→ Texto de lectura:
Mientras muchas feministas estaban de lo más campantes, inmersas en esotéricas discusiones acerca de la discriminación de las mujeres rescatistas y rescatadas en catástrofes naturales, como los impertérritos teólogos de Constantinopla, que debatían sobre el sexo de los ángeles mientras los otomanos asediaban la ciudad, aconteció una hecatombe que no es un “acto de Dios”, sino de manufactura humana: la sentencia Dobbs de la Suprema Corte de los Estados Unidos.
Ya lo dijo Simone de Beauvoir: “bastará una crisis política, económica o religiosa para que los derechos de las mujeres vuelvan a ser cuestionados. Estos derechos nunca se dan por adquiridos, debéis permanecer vigilantes toda vuestra vida”.

→ Extracto de datos:
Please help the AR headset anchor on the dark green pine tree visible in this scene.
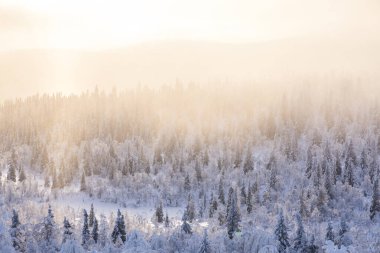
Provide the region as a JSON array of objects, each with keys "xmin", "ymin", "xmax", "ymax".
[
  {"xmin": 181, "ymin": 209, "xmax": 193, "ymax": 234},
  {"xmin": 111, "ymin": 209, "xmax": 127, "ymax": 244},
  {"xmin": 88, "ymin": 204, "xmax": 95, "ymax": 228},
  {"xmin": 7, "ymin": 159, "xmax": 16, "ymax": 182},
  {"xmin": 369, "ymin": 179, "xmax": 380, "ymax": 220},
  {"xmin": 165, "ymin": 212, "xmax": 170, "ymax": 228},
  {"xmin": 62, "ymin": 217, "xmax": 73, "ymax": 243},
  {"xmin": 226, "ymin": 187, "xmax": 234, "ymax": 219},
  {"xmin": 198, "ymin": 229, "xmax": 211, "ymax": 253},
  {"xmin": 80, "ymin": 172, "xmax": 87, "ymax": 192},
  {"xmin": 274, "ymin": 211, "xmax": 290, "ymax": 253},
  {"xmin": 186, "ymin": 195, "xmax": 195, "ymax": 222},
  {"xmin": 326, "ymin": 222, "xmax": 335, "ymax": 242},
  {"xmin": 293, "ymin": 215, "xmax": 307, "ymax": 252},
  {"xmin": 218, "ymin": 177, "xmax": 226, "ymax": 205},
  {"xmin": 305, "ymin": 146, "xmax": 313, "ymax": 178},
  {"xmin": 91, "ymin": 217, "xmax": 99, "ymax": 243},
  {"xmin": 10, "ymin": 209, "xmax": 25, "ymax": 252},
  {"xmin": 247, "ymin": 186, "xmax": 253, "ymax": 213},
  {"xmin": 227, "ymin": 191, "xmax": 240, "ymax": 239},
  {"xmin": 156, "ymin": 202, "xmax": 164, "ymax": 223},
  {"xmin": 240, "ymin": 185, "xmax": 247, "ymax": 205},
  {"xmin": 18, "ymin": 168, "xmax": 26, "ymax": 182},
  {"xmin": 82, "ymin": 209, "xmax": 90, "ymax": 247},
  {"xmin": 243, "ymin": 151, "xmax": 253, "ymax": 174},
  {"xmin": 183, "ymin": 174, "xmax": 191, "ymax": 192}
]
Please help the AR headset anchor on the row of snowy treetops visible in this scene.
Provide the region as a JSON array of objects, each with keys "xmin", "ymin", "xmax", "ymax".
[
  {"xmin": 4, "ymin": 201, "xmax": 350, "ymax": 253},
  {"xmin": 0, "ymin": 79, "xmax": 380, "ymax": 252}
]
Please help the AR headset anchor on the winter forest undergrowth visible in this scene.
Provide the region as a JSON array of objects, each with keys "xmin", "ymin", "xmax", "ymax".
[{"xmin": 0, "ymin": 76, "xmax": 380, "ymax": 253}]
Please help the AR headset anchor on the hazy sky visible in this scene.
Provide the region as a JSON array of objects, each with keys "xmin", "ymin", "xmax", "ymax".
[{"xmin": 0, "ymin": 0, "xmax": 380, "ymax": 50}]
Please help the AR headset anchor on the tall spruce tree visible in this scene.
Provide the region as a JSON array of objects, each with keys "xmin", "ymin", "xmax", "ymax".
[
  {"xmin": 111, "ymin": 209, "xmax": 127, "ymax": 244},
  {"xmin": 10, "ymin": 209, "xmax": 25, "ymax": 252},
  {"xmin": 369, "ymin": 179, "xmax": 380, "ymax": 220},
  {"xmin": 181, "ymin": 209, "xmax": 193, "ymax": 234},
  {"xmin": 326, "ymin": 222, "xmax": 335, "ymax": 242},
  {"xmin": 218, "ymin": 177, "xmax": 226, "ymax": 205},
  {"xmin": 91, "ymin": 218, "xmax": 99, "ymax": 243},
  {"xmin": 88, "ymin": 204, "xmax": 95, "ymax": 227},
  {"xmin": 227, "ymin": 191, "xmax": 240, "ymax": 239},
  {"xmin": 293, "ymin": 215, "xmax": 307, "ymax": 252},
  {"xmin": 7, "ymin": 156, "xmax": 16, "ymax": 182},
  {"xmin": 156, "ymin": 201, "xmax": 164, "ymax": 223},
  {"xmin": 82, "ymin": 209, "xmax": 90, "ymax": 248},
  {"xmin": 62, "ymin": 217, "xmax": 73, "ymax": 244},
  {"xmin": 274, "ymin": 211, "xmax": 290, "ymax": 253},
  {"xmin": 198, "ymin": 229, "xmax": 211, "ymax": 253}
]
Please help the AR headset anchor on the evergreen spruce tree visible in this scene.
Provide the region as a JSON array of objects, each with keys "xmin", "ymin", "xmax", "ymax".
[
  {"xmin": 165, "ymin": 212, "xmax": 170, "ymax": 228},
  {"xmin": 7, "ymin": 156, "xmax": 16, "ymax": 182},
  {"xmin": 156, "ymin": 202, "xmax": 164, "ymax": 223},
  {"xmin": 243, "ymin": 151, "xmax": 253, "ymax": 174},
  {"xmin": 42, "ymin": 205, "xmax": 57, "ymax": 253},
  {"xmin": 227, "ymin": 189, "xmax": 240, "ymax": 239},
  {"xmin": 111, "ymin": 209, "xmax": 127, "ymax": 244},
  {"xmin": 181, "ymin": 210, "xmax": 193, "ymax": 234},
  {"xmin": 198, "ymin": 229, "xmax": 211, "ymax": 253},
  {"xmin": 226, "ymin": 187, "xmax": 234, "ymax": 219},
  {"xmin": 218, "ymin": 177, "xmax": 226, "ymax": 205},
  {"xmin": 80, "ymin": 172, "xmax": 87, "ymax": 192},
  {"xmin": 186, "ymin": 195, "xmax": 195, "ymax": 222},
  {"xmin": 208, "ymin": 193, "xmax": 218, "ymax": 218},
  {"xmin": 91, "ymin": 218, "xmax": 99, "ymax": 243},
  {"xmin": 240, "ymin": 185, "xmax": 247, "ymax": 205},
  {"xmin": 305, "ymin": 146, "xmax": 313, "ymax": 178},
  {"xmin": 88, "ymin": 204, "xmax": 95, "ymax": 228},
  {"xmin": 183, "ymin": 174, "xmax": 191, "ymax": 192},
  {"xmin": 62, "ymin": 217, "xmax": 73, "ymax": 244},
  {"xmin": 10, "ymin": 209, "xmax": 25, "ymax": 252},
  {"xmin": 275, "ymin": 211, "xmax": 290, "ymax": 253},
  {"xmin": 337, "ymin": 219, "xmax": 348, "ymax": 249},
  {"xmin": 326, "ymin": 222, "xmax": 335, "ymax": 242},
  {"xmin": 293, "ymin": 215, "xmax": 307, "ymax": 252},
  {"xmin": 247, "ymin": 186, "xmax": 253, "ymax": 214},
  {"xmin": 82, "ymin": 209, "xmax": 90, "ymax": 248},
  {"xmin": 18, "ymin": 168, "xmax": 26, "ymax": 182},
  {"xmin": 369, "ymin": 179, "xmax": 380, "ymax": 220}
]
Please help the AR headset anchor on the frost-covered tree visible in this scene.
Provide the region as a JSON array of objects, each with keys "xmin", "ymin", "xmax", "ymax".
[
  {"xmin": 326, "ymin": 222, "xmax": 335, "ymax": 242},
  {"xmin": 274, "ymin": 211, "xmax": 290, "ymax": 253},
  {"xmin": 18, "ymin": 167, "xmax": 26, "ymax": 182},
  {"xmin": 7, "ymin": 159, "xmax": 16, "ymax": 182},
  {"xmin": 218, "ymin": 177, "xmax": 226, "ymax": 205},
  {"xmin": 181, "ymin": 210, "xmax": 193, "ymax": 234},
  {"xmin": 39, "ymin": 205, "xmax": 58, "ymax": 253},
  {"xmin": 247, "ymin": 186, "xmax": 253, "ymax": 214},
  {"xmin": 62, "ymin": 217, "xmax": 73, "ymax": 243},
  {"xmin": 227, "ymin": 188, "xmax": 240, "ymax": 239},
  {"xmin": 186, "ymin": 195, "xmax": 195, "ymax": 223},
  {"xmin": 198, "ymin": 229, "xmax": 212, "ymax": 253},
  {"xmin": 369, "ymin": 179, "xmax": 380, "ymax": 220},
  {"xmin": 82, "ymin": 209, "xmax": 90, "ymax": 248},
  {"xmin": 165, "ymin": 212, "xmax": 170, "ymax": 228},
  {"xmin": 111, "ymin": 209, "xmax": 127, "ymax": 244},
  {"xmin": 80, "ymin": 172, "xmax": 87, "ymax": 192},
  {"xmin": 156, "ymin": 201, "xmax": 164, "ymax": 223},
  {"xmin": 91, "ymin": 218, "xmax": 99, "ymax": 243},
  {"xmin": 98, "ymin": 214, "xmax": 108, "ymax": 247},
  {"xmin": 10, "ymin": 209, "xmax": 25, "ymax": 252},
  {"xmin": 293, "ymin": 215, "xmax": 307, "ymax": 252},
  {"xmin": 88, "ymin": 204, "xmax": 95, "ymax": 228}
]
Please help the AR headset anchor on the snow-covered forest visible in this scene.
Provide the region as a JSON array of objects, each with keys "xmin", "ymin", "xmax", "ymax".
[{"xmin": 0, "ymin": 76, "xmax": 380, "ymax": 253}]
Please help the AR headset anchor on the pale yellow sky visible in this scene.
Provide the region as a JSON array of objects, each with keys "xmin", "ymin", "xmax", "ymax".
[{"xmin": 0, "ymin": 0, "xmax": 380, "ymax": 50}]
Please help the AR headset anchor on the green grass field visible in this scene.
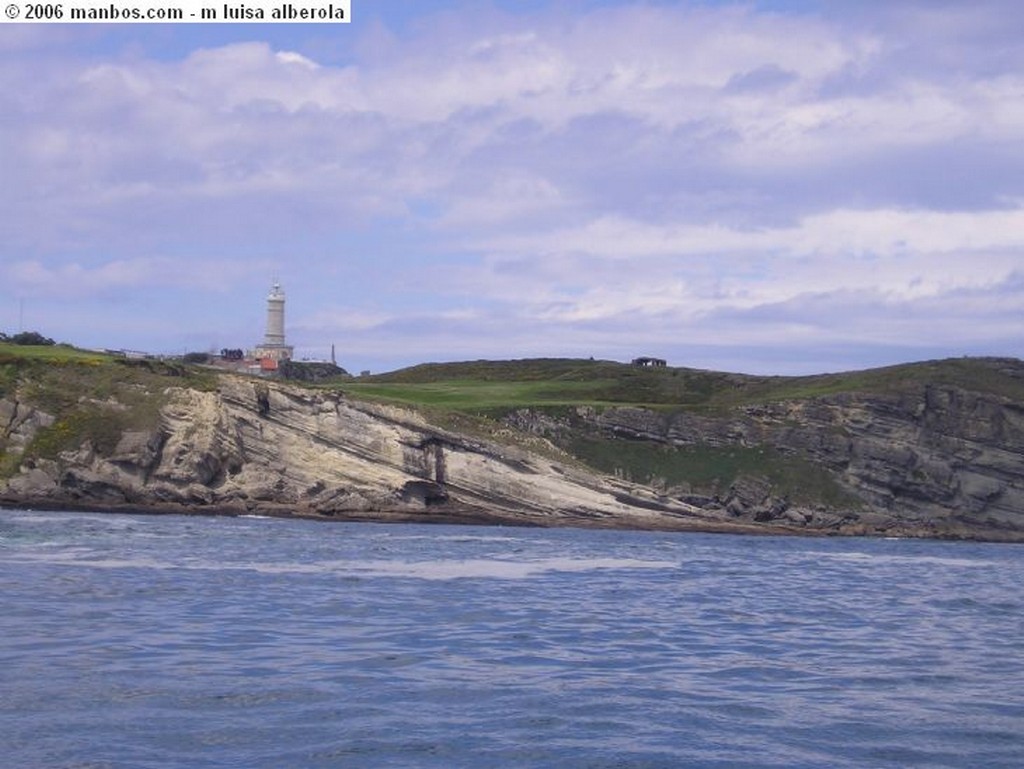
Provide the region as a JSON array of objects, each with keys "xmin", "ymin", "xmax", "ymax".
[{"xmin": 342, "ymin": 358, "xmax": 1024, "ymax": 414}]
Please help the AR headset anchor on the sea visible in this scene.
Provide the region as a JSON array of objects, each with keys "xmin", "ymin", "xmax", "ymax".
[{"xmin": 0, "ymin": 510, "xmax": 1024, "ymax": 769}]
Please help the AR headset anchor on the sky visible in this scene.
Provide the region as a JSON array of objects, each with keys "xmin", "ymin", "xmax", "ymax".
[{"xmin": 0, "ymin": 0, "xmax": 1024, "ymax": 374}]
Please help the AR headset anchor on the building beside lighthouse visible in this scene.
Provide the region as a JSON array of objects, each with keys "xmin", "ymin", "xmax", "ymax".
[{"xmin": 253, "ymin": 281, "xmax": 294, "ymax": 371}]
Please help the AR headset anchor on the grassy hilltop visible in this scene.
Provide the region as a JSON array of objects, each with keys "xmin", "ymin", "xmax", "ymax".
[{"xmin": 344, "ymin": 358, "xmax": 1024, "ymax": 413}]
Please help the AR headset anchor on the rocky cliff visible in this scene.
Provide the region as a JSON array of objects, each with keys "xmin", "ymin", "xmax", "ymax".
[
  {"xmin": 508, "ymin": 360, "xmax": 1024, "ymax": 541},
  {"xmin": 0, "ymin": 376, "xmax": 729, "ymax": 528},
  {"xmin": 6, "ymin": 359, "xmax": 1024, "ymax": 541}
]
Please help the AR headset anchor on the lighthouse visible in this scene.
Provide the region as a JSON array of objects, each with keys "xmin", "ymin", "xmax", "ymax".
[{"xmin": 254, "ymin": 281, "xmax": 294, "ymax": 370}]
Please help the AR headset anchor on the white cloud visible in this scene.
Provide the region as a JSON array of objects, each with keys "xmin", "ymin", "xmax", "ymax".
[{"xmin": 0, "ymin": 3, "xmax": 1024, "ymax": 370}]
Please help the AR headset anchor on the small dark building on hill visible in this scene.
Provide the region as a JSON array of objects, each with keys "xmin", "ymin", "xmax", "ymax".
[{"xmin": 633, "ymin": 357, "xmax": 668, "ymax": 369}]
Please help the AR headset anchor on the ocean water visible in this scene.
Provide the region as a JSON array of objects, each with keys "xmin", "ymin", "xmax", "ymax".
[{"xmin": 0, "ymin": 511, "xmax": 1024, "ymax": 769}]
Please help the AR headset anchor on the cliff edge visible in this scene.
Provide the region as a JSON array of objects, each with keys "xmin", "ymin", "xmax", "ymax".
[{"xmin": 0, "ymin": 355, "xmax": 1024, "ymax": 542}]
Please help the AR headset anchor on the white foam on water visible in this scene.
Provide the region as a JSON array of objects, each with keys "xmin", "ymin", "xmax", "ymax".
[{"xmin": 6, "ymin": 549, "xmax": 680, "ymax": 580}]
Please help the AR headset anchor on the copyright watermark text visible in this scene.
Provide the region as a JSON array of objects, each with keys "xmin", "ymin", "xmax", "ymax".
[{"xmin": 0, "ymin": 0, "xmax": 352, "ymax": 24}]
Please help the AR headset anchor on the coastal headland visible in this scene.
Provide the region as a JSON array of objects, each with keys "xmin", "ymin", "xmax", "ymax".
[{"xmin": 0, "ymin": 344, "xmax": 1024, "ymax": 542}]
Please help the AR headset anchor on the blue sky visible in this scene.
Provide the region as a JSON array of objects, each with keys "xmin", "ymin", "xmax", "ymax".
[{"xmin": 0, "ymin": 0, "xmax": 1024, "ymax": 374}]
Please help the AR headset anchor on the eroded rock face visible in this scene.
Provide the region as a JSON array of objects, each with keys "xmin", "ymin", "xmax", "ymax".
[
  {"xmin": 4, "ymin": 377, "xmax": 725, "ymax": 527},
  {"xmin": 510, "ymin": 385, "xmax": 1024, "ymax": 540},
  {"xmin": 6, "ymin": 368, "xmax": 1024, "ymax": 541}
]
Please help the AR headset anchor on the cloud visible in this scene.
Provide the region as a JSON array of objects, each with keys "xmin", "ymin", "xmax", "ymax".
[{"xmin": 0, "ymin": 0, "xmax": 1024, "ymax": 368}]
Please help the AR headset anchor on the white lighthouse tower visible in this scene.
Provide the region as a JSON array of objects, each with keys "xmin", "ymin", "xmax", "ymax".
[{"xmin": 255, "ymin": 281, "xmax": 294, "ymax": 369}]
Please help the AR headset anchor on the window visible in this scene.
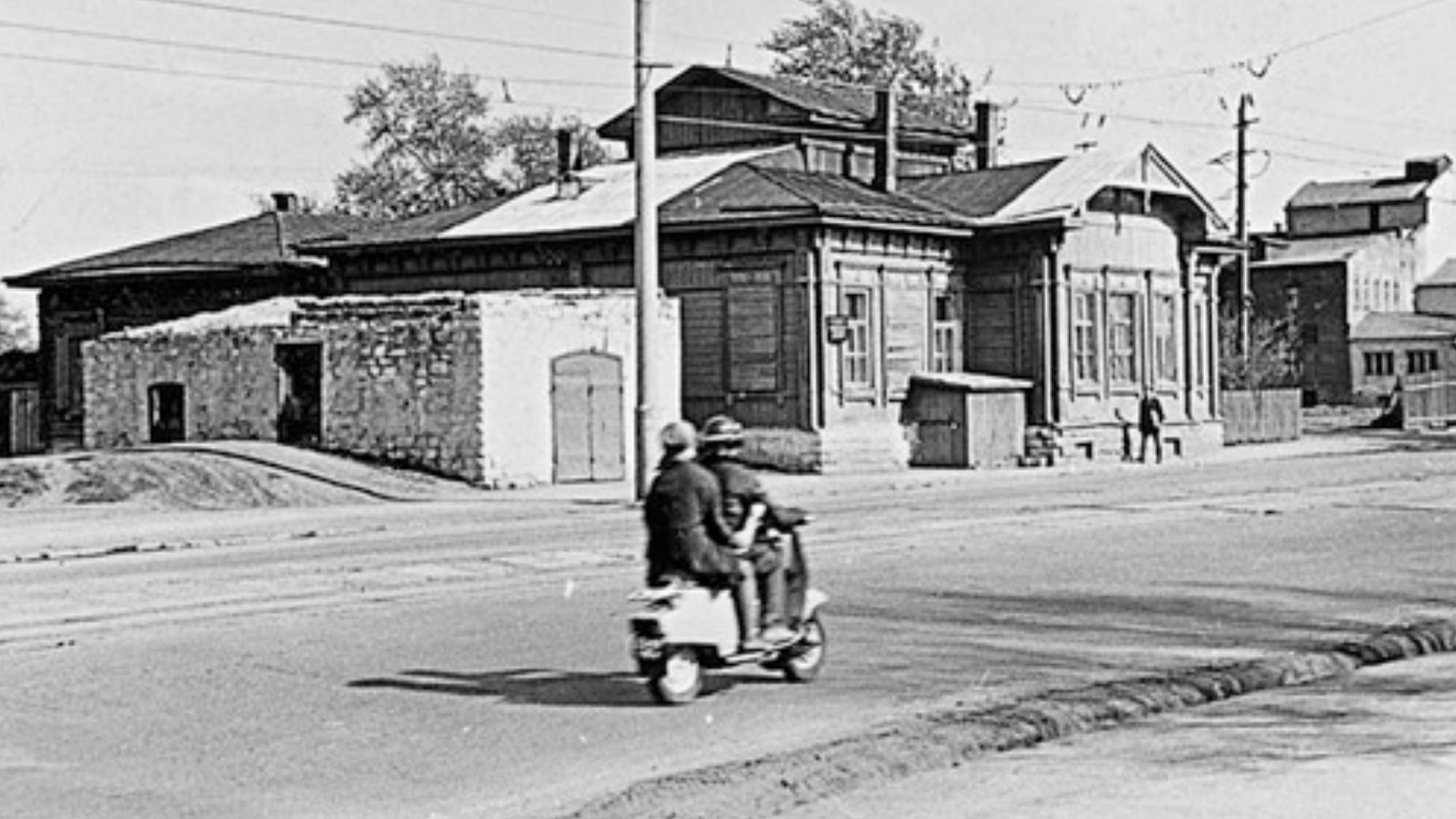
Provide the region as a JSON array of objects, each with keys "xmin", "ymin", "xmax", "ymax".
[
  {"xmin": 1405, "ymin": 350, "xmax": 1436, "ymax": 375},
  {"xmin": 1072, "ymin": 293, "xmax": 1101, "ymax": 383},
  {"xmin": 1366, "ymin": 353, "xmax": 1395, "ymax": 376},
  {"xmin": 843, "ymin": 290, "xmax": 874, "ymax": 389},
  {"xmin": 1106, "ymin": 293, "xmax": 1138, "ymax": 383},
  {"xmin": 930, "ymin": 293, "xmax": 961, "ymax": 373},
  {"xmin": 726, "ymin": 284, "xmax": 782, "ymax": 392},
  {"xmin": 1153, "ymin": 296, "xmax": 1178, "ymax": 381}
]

→ Trabajo propuesto:
(a) Responde a estas preguntas con lo que dice el texto sobre la sentencia Dobbs:
(i) ¿Sobre qué debatían los teólogos de Constantinopla mientras los otomanos asediaban la ciudad?
(ii) ¿Qué tribunal dictó la sentencia Dobbs?
(iii) Según la cita de Simone de Beauvoir, ¿qué bastará para que los derechos de las mujeres vuelvan a ser cuestionados?
(b) Transcribe del texto sobre la sentencia Dobbs el fragmento que va desde "Mientras muchas feministas" hasta "los Estados Unidos.", ambas partes incluidas.
(c) Retoma el texto sobre la sentencia Dobbs y continúalo desde el punto en que termina.
Las filas no guardan relación con el texto sobre la sentencia Dobbs.

→ Lista de respuestas:
(a)
(i) Debatían sobre el sexo de los ángeles.
(ii) La dictó la Suprema Corte de los Estados Unidos.
(iii) Bastará una crisis política, económica o religiosa.

(b)
Mientras muchas feministas estaban de lo más campantes, inmersas en esotéricas discusiones acerca de la discriminación de las mujeres rescatistas y rescatadas en catástrofes naturales, como los impertérritos teólogos de Constantinopla, que debatían sobre el sexo de los ángeles mientras los otomanos asediaban la ciudad, aconteció una hecatombe que no es un “acto de Dios”, sino de manufactura humana: la sentencia Dobbs de la Suprema Corte de los Estados Unidos.

(c)
Dobbs demuestra que no es lo mismo llamar al “constitucionalismo popular” que verlo llegar. Al revocar Roe vs. Wade, desconocer el derecho al aborto y remitir la cuestión a las asambleas legislativas de los estados, SCOTUS realiza el sueño húmedo de quienes, amparados en las tesis de Mark Tushnet y Larry Kramer, reclaman una interpretación constitucional democrática y popularmente legitimada por encima de la “supremacía judicial” de la “juristocracia”.
Se trata de una cobarde decisión, pues ofende tanto a juristas liberales, partidarios de un enfoque a la Dworkin, defensores del derecho a la dignidad de la mujer, como a juristas conservadores, quienes, postulando un enfoque principiológico cercano a Dworkin, pero inspirado en un “constitucionalismo del bien común” (Vermeule), sostienen el derecho a la vida del concebido. Unos y otros consideran los derechos como “cartas de triunfo” (Dworkin) y parte de la “esfera de lo indecidible” (Ferrajoli), inmune al legislador y tutelable por los jueces.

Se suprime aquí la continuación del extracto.